### SELECTION
************
Jim and Karen’s UK canal boating adventures continue. This time they explore Warwickshire and Stratford-upon-Avon, the birthplace of William Shakespeare. 

Since the last post on our travels a couple of weeks back, we have sure covered a bit of territory and seen a lot more. We have travelled down rivers, along more canals, travelled over aqueducts and gone through even more tunnels, one of which was over 2km long. It is really interesting when suddenly you realise there is another boat coming towards you in the tunnel. They are designed so two boats can pass – just. However, doing all this inside a pitch black dark tunnel is interesting to say the least …

We have navigated up a few more lock flights now, including the longer Hatton lock flight, but I have to say the Foxton flight still seemed the most impressive.

Our travels have taken us through some stunning rural countryside, some picturesque wee towns as well as some ordinary areas – just all part of the mix of travelling.

Warwickshire

Part of our original planning was for the trip to take us through the Warwickshire area so we could specifically visit Warwick itself and Stratford-upon-Avon. Close to 40 odd years ago in the month of May, we had a week on a canal boat in this same area, so a real attraction for us was coming back to see if anything was familiar.  The short answer was that nothing looked even vaguely familiar, except perhaps the walls of Warwick castle. Some of the pubs look as though they have never had a make over in 40 years either.

Warwick Castle canal boating UK

Warwick and particularly the castle were a big must-do on our list and they did not disappoint. The walking tour offered at the info centre takes you round all the must-see points in the town, and I for one can’t help but feel awed by the history and the way it is presented and so accessible. Warwick is a must-see on a tour of the UK in my opinion.

Warwick is a must-see on a tour of the UK in my opinion.

Warwick Castle

The castle – and what a castle – was still in private hands up to 1978. Now it’s a national treasure and open for full inspection. Your entry fee gets you full unencumbered access with all the castle opened up and available. Now in all fairness it had a slight amusement park atmosphere to the visit with the plentiful availability of food outlets and souvenir shops, but every visiting kid needs a sword and shield or a princesses hat don’t they?  

The castle also puts on some some fabulous shows as part of the billing, from hunting birds of prey, archery, right through to a trebuchet (think catapult) in action. Later this summer they are starting a jousting show as well, along with free history and more serious tours about the castle’s inner workings. You can literally spend all day wandering through this place so if you visit allocate five hours as a minimum.
************
### WHAT TO WORK ON
Write out the canal boating post again, starting at the words "The castle also" and stopping after "as a minimum.". Swap "archery" for "fencing" throughout that stretch.

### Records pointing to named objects
************
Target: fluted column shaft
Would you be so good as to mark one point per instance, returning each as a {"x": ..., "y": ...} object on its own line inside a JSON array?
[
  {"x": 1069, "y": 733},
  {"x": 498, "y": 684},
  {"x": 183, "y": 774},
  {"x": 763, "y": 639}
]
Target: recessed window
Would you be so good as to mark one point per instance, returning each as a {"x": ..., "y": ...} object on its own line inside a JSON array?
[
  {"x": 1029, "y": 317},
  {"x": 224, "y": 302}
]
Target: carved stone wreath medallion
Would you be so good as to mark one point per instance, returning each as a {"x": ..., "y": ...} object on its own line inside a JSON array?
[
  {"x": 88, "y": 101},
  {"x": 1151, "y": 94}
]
************
### EXERCISE OUTPUT
The castle also puts on some some fabulous shows as part of the billing, from hunting birds of prey, fencing, right through to a trebuchet (think catapult) in action. Later this summer they are starting a jousting show as well, along with free history and more serious tours about the castle’s inner workings. You can literally spend all day wandering through this place so if you visit allocate five hours as a minimum.